%%

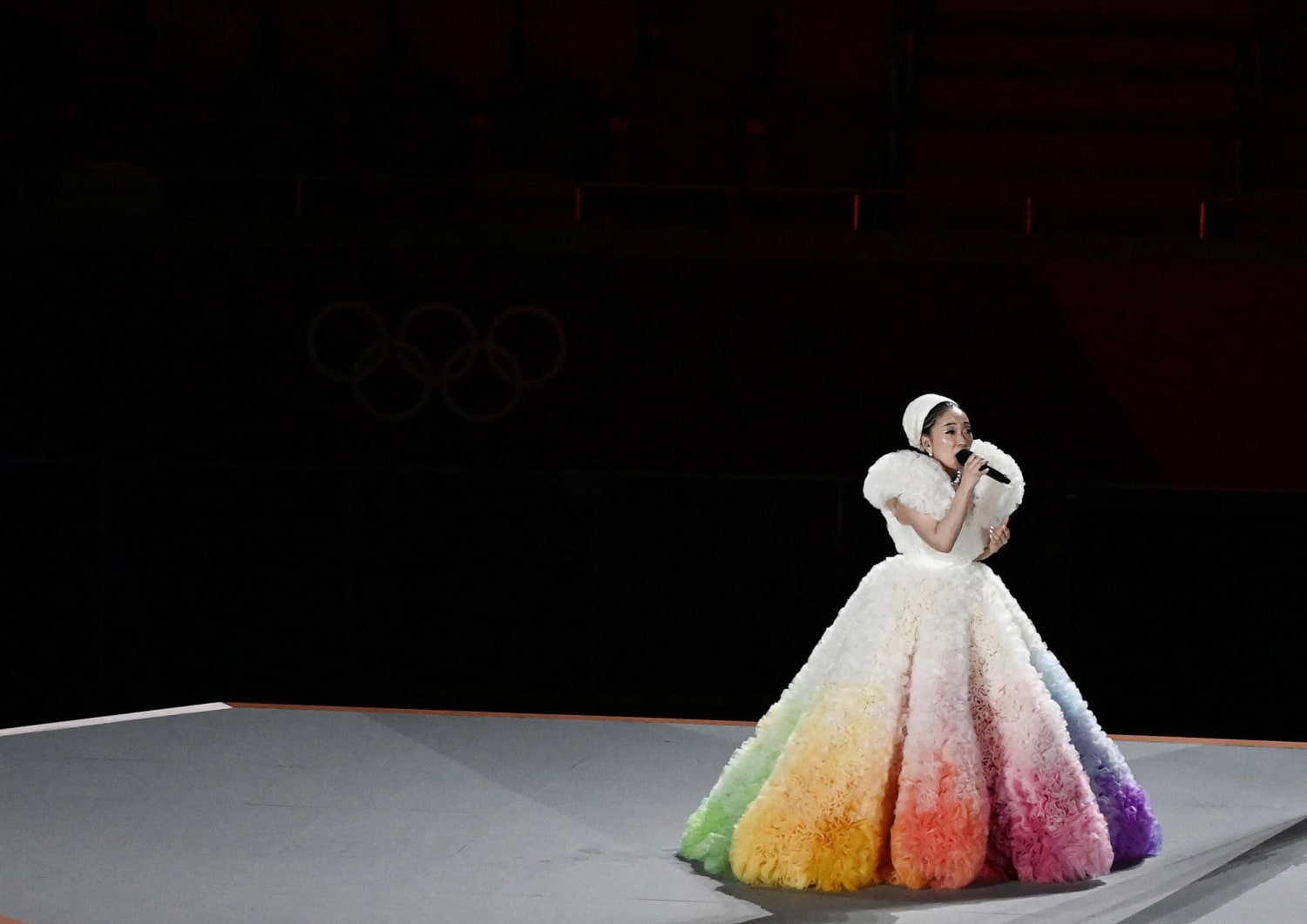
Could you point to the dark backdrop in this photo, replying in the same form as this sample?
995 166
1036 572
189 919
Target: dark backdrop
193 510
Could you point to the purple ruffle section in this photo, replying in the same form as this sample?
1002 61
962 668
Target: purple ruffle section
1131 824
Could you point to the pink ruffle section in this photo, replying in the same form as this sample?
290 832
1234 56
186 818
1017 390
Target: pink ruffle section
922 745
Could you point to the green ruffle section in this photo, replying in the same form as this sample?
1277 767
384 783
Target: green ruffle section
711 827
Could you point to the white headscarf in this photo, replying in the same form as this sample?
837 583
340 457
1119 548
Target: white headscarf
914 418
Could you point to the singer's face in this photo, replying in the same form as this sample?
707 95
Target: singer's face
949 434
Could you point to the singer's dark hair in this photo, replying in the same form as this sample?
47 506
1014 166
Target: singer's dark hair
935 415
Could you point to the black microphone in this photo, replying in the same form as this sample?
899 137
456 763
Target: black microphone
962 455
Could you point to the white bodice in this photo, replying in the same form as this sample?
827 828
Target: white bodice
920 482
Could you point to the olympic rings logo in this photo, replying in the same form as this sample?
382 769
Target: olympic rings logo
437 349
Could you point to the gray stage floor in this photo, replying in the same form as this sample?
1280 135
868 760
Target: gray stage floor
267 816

%%

Word for word, give the entries above again, with no images included.

Could you point to the dark backdrop in this photo, replying in the same form as this sample?
995 166
1036 572
189 919
Target: dark backdrop
193 510
Could you point to the purple ruffle section in this photo, replying in the same form as this sample?
1002 61
962 668
Target: purple ruffle section
1131 824
Could you point to the pink ruffle section in this photo, replying in the same form as this sample?
290 832
1234 56
186 818
1017 390
Target: pink ruffle section
922 745
Could you point to the green ruffle section in this photo, replying in the same form as this sample?
1277 767
384 783
Target: green ruffle section
711 827
Could you point to the white headscarf in this photo, replying in the same form as this sample?
837 583
340 457
1119 548
Target: white headscarf
914 418
Could you point to the singer's face in this photo, replying in the same form as this sample?
707 95
Target: singer's face
949 434
Could you point to the singer's dark hair in this photo, replying in the same form as this sample?
47 506
1014 166
Target: singer's dark hair
935 415
Could you point to the black microphone in this photo, replying in the same form as this sample?
899 137
456 763
Target: black microphone
962 455
Could you point to the white bodice in this photo, replying in the same form as this sample?
827 828
Target: white bodice
920 482
Could you point to the olympic rings logo in this photo, replying in the same form as this sample?
382 769
Target: olympic rings logo
437 349
Could you point to the gray stage floor in this photo, replying in the same form as this sample?
1280 135
868 760
Target: gray stage floor
267 816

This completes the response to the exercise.